* _STORED ROWS_:
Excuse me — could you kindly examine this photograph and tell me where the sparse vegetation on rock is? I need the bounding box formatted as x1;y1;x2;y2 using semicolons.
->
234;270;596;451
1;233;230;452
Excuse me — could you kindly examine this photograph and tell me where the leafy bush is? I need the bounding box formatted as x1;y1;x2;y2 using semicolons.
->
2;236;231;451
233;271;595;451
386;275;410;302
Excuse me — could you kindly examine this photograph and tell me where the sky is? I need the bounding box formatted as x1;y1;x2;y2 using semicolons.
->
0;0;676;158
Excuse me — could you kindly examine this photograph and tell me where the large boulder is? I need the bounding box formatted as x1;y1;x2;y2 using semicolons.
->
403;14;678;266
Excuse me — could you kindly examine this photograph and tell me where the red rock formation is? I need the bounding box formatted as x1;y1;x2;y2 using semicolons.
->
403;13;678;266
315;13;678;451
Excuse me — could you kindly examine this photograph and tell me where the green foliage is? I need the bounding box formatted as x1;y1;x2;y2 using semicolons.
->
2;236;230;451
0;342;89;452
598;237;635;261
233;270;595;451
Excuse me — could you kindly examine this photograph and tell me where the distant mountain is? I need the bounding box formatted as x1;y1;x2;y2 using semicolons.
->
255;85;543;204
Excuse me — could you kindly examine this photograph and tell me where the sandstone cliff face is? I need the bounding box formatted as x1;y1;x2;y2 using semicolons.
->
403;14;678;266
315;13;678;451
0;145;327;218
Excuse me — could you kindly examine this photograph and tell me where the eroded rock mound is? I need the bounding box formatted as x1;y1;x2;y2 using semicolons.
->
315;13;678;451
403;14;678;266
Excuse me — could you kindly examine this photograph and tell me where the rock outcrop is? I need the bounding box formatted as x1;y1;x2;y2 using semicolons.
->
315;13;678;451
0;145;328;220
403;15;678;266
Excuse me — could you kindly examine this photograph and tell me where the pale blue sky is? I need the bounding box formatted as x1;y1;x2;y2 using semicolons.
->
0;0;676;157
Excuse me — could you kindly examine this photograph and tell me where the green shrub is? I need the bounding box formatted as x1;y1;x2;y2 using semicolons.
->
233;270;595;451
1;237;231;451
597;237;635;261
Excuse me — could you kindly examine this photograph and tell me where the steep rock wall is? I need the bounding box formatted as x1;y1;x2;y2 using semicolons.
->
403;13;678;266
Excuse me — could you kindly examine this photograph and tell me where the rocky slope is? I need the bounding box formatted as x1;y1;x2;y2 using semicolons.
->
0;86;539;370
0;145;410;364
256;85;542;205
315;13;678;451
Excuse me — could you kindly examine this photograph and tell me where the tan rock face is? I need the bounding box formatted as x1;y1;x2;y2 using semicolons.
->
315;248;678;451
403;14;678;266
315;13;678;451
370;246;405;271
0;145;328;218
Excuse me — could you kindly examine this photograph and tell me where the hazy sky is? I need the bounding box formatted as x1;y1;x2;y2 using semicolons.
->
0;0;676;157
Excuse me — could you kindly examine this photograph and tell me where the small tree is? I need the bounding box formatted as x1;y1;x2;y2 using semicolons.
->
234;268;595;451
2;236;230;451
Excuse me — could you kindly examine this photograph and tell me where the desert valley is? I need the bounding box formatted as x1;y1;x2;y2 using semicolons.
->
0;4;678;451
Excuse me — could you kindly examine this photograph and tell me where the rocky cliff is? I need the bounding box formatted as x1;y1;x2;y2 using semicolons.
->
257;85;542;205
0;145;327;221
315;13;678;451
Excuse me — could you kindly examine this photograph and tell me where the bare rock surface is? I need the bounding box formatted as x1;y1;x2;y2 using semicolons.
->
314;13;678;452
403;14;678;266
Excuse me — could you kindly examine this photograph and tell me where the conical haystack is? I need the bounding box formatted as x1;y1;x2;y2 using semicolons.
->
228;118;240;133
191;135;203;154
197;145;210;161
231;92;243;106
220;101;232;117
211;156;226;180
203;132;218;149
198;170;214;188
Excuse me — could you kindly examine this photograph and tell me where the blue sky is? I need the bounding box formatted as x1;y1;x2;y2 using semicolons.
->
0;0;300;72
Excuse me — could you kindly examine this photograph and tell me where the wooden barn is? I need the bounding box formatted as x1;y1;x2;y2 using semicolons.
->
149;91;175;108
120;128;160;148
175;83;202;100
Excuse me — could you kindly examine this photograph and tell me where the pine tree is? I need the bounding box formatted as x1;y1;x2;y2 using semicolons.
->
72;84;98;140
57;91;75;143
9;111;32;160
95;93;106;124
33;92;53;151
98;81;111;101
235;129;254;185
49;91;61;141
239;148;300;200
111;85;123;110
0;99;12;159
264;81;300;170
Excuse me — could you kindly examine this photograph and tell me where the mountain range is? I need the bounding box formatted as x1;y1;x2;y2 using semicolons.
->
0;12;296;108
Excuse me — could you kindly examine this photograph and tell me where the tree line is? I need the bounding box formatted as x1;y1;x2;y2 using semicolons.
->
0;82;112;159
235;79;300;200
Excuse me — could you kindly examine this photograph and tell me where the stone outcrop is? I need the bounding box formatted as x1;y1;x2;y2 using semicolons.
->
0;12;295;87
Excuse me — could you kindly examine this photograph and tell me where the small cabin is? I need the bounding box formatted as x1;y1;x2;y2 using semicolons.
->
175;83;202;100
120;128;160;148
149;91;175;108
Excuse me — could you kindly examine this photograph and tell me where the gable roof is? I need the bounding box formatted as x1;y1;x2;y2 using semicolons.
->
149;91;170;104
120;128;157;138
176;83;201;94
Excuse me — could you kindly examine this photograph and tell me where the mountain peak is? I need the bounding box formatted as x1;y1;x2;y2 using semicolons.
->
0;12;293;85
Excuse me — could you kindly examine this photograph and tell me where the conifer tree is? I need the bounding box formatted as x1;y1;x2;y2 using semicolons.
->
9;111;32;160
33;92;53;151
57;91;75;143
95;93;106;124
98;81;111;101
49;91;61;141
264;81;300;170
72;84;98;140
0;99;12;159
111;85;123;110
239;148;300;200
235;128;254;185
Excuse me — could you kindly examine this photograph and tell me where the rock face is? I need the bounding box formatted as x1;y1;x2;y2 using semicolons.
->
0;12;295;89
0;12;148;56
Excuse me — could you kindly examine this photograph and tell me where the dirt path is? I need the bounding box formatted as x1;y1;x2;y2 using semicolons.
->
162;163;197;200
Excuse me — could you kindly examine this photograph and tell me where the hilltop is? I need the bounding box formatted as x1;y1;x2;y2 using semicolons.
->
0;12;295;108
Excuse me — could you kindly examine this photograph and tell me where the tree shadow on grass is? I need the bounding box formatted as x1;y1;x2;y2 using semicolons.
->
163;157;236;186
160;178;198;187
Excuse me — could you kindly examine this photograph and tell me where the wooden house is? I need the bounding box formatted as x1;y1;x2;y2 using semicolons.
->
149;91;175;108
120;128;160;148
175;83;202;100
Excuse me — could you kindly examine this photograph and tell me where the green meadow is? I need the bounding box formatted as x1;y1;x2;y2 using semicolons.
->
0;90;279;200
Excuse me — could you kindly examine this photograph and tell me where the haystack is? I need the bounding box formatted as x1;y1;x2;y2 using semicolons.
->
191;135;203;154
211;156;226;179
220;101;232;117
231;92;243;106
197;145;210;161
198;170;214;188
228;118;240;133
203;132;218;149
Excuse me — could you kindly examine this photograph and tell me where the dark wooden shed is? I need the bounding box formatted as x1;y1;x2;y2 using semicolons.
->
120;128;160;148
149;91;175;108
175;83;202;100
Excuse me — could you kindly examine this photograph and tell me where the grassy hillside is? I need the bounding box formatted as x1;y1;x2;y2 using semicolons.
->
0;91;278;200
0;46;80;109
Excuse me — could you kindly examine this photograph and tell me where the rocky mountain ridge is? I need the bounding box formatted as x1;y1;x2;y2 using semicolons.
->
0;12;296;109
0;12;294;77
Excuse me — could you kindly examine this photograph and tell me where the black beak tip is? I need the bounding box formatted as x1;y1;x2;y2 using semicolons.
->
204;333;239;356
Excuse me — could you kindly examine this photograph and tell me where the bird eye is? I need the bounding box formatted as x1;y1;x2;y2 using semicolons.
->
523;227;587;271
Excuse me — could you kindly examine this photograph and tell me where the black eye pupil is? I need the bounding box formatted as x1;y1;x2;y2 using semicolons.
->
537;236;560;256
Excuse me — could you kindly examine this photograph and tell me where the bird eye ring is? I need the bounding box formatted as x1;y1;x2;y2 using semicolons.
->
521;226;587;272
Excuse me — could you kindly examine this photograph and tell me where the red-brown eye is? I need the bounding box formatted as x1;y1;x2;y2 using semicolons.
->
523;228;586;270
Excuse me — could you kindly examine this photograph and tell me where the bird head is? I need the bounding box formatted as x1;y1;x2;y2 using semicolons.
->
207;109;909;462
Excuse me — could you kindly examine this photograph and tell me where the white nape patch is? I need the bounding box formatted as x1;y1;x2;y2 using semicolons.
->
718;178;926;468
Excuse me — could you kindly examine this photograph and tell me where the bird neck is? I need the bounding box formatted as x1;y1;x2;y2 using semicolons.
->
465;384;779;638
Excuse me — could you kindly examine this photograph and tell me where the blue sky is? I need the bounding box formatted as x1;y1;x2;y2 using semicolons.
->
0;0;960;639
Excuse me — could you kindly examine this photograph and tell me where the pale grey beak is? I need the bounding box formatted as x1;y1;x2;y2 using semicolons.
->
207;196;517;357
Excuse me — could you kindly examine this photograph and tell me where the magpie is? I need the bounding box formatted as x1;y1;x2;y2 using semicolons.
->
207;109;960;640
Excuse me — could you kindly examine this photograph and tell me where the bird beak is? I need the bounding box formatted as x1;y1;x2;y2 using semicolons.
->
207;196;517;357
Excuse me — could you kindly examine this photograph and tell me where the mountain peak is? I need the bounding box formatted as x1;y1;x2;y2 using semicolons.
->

* _TASK BRIEF_: Please copy the material from its first line through the line containing "386;275;410;302", changing "leafy bush" to "flowering shrub" and leaving everything else as it is.

* _COMPLETED TASK_:
Excuse me — could you kindly examine this photograph and tell me where the sparse vegetation on rock is? I need the bounding box formatted as x1;y1;x2;y2 using semicolons.
->
234;270;596;451
1;233;230;452
Excuse me — could you kindly examine this photograph and tell me where the flowering shrub is? I need the bounding box formatted as x1;y1;x2;y2 using semicolons.
->
2;236;231;451
233;271;595;451
386;275;410;302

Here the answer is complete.